Recorded data:
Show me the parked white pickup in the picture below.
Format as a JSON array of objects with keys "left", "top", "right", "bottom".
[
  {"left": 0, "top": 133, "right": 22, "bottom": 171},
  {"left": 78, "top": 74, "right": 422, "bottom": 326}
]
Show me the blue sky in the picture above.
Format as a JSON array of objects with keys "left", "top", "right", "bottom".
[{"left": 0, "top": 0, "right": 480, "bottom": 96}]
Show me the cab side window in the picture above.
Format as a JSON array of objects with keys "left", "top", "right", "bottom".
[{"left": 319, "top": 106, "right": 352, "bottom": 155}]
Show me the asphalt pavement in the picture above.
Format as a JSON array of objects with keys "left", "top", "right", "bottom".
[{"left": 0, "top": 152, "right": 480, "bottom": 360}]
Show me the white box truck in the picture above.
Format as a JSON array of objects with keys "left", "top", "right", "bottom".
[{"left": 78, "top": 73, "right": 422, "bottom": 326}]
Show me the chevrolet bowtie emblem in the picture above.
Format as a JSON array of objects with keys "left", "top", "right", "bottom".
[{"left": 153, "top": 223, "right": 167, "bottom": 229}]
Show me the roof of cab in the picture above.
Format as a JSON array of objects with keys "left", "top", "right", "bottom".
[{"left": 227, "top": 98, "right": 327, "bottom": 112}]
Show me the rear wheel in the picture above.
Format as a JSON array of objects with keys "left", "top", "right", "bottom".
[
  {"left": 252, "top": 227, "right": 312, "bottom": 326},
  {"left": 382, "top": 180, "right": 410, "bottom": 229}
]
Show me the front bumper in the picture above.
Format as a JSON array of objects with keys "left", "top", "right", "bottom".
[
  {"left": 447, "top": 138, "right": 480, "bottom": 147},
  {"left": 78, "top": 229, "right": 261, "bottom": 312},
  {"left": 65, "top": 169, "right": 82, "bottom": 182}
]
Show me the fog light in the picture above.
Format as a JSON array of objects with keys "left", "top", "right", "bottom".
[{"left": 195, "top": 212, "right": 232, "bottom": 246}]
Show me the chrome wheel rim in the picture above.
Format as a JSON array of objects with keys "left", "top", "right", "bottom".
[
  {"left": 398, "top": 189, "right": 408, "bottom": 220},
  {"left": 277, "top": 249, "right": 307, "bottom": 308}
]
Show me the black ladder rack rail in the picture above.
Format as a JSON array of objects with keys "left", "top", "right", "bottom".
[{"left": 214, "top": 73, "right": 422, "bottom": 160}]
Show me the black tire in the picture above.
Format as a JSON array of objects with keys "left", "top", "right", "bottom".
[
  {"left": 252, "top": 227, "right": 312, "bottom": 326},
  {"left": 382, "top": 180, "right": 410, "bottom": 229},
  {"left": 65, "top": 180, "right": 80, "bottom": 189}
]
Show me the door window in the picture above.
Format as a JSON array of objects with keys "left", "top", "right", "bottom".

*Your instructions*:
Reproduce every line of the records above verbatim, without any changes.

*Answer for this exercise*:
Show me the parked white pickup in the picture below.
Format as a JSON array of objects with keys "left", "top", "right", "bottom".
[
  {"left": 0, "top": 133, "right": 22, "bottom": 171},
  {"left": 78, "top": 74, "right": 422, "bottom": 326}
]
Show me the blue sky in the picture above.
Format as a JSON array of objects with keys "left", "top", "right", "bottom".
[{"left": 0, "top": 0, "right": 480, "bottom": 96}]
Show me the cab side window in the picture above.
Format as a JSON array of objects with keys "left", "top", "right", "bottom".
[{"left": 319, "top": 106, "right": 352, "bottom": 155}]
Show me the asphalt pavement in the picture above.
Format as a JSON array of objects with keys "left", "top", "right", "bottom".
[{"left": 0, "top": 152, "right": 480, "bottom": 360}]
Show me the white box truck in the picture above.
Format as a JSON array of objects with keys "left", "top", "right", "bottom".
[{"left": 78, "top": 73, "right": 422, "bottom": 326}]
Show me the chevrolet bowtie emblem in the picture above.
Format as a JSON array of objects with keys "left", "top", "right", "bottom".
[{"left": 153, "top": 223, "right": 167, "bottom": 229}]
Show me the roof of cab in the picture above.
Format as a JSON array of objects with keys "left", "top", "right", "bottom".
[{"left": 227, "top": 98, "right": 327, "bottom": 112}]
Show me the rear wheel in the picture above.
Format as a JSON array of objects with keys "left", "top", "right", "bottom".
[
  {"left": 252, "top": 227, "right": 312, "bottom": 326},
  {"left": 382, "top": 180, "right": 410, "bottom": 229}
]
Show me the front bumper in the picture above.
Format as a JSON array of objects with keys "left", "top", "right", "bottom".
[
  {"left": 447, "top": 138, "right": 480, "bottom": 147},
  {"left": 78, "top": 229, "right": 261, "bottom": 312},
  {"left": 65, "top": 169, "right": 82, "bottom": 182}
]
Show me the fog light in the picture above.
Format as a JSON array of objects with keys "left", "top", "right", "bottom".
[{"left": 195, "top": 212, "right": 232, "bottom": 246}]
Show me the chrome wheel rim in the picture above.
Format as a JSON array of objects with keys "left", "top", "right", "bottom".
[
  {"left": 398, "top": 189, "right": 408, "bottom": 220},
  {"left": 277, "top": 249, "right": 307, "bottom": 308}
]
Show me the black ladder rack rail in the picture above.
Format as a JSON array of objects with keys "left", "top", "right", "bottom".
[{"left": 214, "top": 73, "right": 422, "bottom": 160}]
Show me the black tire in the picture above.
Format as a JSON array of objects with keys "left", "top", "right", "bottom".
[
  {"left": 252, "top": 227, "right": 312, "bottom": 326},
  {"left": 382, "top": 180, "right": 410, "bottom": 229},
  {"left": 65, "top": 180, "right": 80, "bottom": 189}
]
Show me the door window in the picture above.
Format as a JSON array of objects with keys "left", "top", "right", "bottom".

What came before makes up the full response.